*DOCUMENT SECTION*
────

Q: In the beginning we find out that Sam found her way to Dr. Bright through this poster that says “Therapy for the Strange and Unusual,” so my question is, did Dr. Bright ever have people who weren’t Atypical come to her? And if so, how did she deal with that?

A: Yeah, totally, we did a bunch of bonus episodes after we finished the Bright Sessions of all of Dr. Bright’s other active patients and kind of looking at all these different Atypicals. And I briefly flirted with the idea of having an episode about one of those people because the process of finding a therapist can take a while, because it has to be a good fit from from both ends. I myself have been to see a therapist like for one or two sessions and then I realized it’s not going to be a good fit, they’re not going to be the right therapist for me. And so I think it would happen to Dr. Bright too, where she would have a patient come in who is not Atypical but thinks that they have a problem that might may be like, something that she can help with. And because she is so specific and she wants to make sure that she focuses on the people who she can help and she is uniquely suited to help. I think that whenever those things would happen she would usually explain to patients like, you know, I’m highly specialized in my area, or I don’t actually have any availability right now, but here I’m gonna refer you to a therapist that you’d refer them to someone who’s just a non Atypical therapist. But I never actually wrote it, I wrote a couple ideas down but we never actually wrote it. I thought about having one that was like just a one off, not an Atypical person but it just never, ended up happening.

────

*RECORDS PROVIDED*
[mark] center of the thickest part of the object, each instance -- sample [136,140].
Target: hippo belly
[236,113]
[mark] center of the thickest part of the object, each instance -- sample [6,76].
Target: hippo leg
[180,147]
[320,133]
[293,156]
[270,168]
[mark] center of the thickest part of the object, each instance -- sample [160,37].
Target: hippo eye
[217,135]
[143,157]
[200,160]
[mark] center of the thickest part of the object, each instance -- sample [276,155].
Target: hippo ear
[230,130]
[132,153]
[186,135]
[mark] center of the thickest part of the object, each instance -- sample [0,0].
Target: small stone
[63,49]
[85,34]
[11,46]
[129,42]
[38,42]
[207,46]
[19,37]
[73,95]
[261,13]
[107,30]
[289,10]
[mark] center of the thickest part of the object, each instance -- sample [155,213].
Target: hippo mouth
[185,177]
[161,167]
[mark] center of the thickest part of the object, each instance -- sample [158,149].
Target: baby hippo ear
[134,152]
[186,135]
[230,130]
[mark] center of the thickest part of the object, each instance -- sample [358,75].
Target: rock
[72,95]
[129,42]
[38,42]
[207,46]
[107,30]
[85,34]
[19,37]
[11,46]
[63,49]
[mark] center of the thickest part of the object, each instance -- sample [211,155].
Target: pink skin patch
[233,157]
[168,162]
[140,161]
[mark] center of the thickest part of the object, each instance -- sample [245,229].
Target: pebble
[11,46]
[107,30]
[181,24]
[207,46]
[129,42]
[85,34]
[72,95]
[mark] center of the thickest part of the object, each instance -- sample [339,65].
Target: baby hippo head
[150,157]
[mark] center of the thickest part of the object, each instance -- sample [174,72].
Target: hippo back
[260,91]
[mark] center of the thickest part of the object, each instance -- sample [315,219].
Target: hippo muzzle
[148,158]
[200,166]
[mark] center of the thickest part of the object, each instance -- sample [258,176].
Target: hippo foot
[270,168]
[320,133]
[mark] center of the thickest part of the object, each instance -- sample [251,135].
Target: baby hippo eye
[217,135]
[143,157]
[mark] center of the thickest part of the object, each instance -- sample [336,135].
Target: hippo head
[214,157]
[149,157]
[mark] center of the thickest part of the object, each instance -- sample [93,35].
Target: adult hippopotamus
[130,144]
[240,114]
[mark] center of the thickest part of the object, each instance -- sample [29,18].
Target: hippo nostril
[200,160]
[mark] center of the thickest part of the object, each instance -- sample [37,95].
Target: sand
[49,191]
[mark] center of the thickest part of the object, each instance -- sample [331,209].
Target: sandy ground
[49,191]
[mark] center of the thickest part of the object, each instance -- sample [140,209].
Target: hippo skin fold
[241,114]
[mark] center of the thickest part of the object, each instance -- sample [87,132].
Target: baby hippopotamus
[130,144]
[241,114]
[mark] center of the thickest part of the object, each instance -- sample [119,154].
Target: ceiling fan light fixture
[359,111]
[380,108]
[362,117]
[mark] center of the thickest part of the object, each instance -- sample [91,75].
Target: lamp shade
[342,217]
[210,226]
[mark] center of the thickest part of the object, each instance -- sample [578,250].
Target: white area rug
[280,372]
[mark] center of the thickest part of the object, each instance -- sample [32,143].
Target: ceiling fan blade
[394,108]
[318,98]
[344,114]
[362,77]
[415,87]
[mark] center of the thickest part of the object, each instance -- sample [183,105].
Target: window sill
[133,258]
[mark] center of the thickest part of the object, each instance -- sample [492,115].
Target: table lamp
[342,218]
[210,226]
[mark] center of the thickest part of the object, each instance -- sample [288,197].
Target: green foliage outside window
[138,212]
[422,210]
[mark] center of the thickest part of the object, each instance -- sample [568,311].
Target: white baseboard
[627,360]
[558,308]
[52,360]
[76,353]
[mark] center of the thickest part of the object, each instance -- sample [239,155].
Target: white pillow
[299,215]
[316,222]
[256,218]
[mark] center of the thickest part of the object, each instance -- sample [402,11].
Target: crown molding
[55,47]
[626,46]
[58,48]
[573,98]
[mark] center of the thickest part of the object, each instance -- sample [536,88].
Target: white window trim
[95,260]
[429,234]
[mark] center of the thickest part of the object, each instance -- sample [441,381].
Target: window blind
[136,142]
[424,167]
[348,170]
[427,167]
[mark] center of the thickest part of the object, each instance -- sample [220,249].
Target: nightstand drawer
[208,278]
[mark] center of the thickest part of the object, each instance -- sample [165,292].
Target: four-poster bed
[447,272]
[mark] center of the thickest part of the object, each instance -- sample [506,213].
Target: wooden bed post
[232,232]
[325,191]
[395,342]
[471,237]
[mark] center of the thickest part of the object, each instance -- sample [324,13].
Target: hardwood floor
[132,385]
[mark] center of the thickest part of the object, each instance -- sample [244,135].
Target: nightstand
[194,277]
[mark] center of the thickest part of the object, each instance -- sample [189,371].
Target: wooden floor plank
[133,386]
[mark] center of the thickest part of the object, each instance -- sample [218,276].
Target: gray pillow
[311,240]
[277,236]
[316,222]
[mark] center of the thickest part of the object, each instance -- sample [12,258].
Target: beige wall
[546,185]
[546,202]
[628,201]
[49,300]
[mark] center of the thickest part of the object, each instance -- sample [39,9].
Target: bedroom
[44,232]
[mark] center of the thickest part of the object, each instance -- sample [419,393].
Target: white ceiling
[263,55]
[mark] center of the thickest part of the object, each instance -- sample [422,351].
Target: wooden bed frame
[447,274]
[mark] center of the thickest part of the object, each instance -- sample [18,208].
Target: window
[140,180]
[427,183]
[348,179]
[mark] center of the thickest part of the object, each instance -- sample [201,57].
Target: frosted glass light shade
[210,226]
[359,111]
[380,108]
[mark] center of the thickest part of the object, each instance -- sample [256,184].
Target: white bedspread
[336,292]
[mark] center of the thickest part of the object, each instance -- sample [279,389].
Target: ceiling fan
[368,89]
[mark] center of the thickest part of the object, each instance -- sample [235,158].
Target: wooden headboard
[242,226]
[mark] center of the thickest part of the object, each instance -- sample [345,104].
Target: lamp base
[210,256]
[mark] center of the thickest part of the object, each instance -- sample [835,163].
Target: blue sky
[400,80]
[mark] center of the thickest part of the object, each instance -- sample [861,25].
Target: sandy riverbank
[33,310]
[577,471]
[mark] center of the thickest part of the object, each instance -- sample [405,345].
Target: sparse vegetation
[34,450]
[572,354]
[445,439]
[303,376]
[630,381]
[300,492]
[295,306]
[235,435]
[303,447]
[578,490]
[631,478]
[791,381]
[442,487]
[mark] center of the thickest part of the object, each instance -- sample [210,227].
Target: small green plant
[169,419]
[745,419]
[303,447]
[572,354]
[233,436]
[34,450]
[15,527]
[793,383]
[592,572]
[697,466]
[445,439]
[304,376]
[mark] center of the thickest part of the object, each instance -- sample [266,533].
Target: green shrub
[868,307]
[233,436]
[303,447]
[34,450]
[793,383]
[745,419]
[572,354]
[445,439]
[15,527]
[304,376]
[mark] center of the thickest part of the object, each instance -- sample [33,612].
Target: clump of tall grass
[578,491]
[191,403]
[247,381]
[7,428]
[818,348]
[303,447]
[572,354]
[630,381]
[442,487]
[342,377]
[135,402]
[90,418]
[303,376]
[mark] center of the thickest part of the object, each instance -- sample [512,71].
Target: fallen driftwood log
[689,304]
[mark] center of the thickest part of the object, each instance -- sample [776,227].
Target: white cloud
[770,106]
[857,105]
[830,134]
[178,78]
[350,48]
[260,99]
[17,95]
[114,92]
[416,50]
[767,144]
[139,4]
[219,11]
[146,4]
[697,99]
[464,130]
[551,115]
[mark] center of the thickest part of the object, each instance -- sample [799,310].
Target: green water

────

*REQUIRED ACTIONS*
- 1) In the Q&A about Dr. Bright's patients, what does the poster that led Sam to Dr. Bright say?
- 2) Pick up the Q&A about Dr. Bright's patients after its final sentence and continue it.

*RESULTS IN ORDER*
- 1) "Therapy for the Strange and Unusual"

- 2)
Q: How did you decide to connect color and emotion for empaths?

A: I was thinking about all the different ways in which I experienced emotions and I was reading a lot about Synesthesia, where you basically can hear colors and see sounds and it’s a basically a cross wiring of your senses and the way that your brain interprets sensory input. And there have often been times when people who have Synesthesia describe seeing colors when people are speaking, or feeling sounds in a particular way, and so that sort of mix of one sensory experience being expressed through another type of sensory experience was, I think, a great jumping off point for describing what Caleb’s empathic abilities were like, and colors seemed like a really easy and natural way to get there.

Q: When reading books or listening to podcasts, do you tend to like the villains or the heroes better?

A: I think I like the people that kind of straddle the lines a little bit. I’m reading Vengeful by V.E. Schwab right now, and I read Vicious earlier this year, and I saw her read her Shades of Magic series which I’ve heard is incredible, but something that she talks about is that she’s always making her villains into heroes and she was making her heroes into villains. And I think for me, like the the development that a character has over the course of time, and the questions they’re confronted with morally in their lives is always really interesting to me. I like characters that are trying their best, but that can mean a lot of different things. For a villain character, trying their best could be to try to take over the world. But I think that the characters I don’t connect to are the ones who are just doing something for the sake of doing something.

Lauren (left) and Liri at Texas Teen Book Festival 2019

Q: Do you have any advice for your readers and or listeners?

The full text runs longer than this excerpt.